> _Problem to work on_
Could you write the next part of the article below on working temperament in the Belgian Shepherd, starting right after its final sentence?

What Is Working Temperament?
This is the first of a three part series that discusses the role of working temperament in a breeding program.
Like most breeds, the Belgian Shepherd was developed with a purpose in mind. The original Belgian was a mid-sized, all purpose, generic farm dog. His duties included herding, carting, protection and general companionship. Today's dog has retained many of the characteristics and working qualities necessary in a working dog. The loyal, intense, courageous dog of the farm still exists in some of our dogs, and we see these traits displayed in both working trials and in "real" working situations.
Today, few people use their dogs for herding or general farm work. Most breeding programs focus on producing typey, healthy dogs with good structure and sound temperaments. Depending on the breeder, these goals will be prioritized differently. On one end of the spectrum one would find the "pure" show breeder, who aims only to produce a dog of beauty according to its standard. On the other end of the spectrum is the "pure" working breeder whose primary goal is a finely tuned one-sport performance animal for herding, protection, or any other sport with practical applications. Most breeders fall in between, with varying degrees of emphasis being given to the different possibilities.
All across the spectrum, however, there are active discussions and
debates over the correct "temperament" that a Belgian Shepherd should
possess. The UKC standard describes them as follows:
The Belgian Shepherd Dog was developed in Belgium as a herding dog to work sheep. He is enthusiastic and remarkably quick. He shows a natural tendency to be in motion. The Belgian was developed for endurance. He must be able to move and tend the flock all day and to guard it from all invaders. In addition to his inborn ability as guardian of the flocks, he is an exceptional watchdog and a tenacious and brave defender of his master and family. He is vigilant, and highly responsive to his owner's direction. He is alert, intelligent and inquisitive. While he is firmly loyal to those he knows and loves, he typically exhibits reserve with strangers.

> _Material provided_
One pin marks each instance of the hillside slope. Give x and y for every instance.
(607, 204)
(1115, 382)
* * *
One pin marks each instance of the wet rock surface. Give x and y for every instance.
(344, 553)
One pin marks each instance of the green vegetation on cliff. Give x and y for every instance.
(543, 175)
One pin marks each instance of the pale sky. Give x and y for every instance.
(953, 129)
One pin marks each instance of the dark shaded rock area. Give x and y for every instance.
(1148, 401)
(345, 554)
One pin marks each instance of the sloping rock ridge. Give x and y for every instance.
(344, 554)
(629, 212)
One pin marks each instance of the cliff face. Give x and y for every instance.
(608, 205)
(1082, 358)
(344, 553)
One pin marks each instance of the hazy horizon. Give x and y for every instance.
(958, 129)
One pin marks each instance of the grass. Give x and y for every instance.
==
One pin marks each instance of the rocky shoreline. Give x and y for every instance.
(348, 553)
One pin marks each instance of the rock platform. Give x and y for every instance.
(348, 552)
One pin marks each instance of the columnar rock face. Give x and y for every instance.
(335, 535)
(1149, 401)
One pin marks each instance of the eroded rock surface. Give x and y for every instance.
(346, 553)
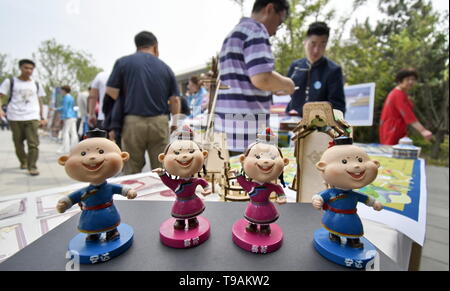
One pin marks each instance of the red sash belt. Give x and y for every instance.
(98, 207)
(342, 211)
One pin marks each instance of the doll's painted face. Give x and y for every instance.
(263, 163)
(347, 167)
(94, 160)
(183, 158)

> _Output for this exercise_
Working temperament describes qualities that assist in a practical application, for example, SAR, protection or herding work. These are the qualities that make a dog both capable of working and intrinsically compelled to work.
A working temperament requires innate characteristics that allow and drive a dog to work effectively under a range of circumstances. Some examples of working character traits include: focus, endurance, pain tolerance, courage, natural herding instinct, heat tolerance, ability to handle stress, pressure, corrections, and confusion, degree of forgiveness, discernment, rate of learning, problem solving ability, degree of independence, trust and self confidence, and confidence in one's handler. There are certainly many more, but this list should begin to give an idea of the qualities that begin to compose an individual dog's working temperament.
It is worth noting that working temperament is not synonymous with personality. Working ability is akin to the human term "work ethic". Obviously, a person can have a very poor work ethic with a wonderful personality. And conversely, a person with an excellent work ethic might have an abrasive, unpleasant personality. And so it goes for dogs.
How are you going to determine whether or not a dog has working ability? How will you know which of the working qualities your dog possesses?
No dog possesses every character of working ability at all times. The goal for the breeder interested in this aspect of their breed will be to maximize the positive qualities and minimize the negative ones, while retaining balance in the temperament produced. It is unrealistic to expect any animal to excel in all areas, and indeed selection for certain traits may improve performance in one arena, while presenting challenges in another.
If you want to know which working attributes your dog has, you're going to have to work your dog. So choose your sport! This will provide you with a more in-depth knowledge about your dog's working temperament for the qualities that your particular sport happens to tap into. If you choose agility, for example, you will have an opportunity to observe some of the following characteristics readily: flexibility, athleticism, speed, teamwork orientation, rate of learning (to some degree), and willingness to follow direction. You may also tap into some of the following characteristics; tolerance to weather extremes, enthusiasm for learning, endurance, and the ability to handle stress (to some degree) among many other qualities. The longer you participate in your chosen sport, and the more advanced you become, the more opportunities you will have to learn about your dog's working qualities.
Some sports require a high degree of independent decision making and complex problem solving skills. The closer the sport is to an actual working application, the better your opportunities will be to see a wide range of work-related temperament components.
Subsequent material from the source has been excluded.